**Problem statement**. Beginning with the line that has "Might I trouble you for the coordinates of the red", please write out each remaining line of the listing below, word for word.

**Task material**.
Start of Block

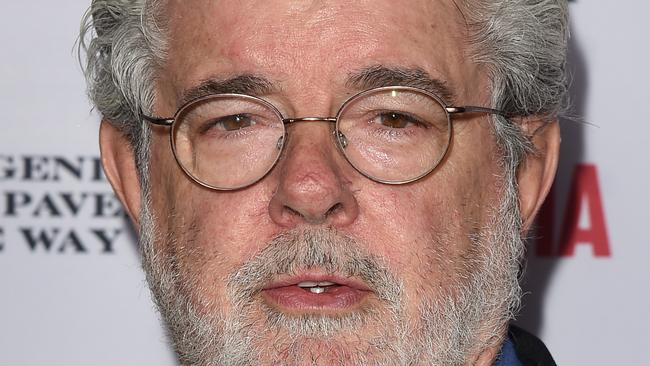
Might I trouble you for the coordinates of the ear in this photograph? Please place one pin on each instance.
(119, 166)
(537, 172)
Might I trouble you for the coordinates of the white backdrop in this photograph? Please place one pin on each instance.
(71, 291)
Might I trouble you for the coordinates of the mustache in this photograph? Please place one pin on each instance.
(321, 248)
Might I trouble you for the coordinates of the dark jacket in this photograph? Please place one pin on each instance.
(530, 350)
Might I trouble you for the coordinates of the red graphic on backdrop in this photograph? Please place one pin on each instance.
(584, 199)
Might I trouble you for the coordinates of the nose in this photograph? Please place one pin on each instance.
(311, 186)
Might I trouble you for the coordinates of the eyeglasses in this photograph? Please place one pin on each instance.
(392, 135)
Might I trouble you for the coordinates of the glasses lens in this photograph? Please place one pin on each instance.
(394, 135)
(228, 141)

End of Block

**Response area**.
Might I trouble you for the coordinates of the red graphic on backdrop in this photograph? Please place one pin on each instance.
(584, 199)
Might I trouble you for the coordinates of the nose in this photograph? Please place one pin on each instance.
(311, 186)
Might I trouble you for the coordinates of the eyeglasses in this photograph? Please place one pin on each instance.
(392, 135)
Might I trouble you for the coordinates of the glasses lens in this photograph? Please place one pin on each instance.
(394, 135)
(228, 141)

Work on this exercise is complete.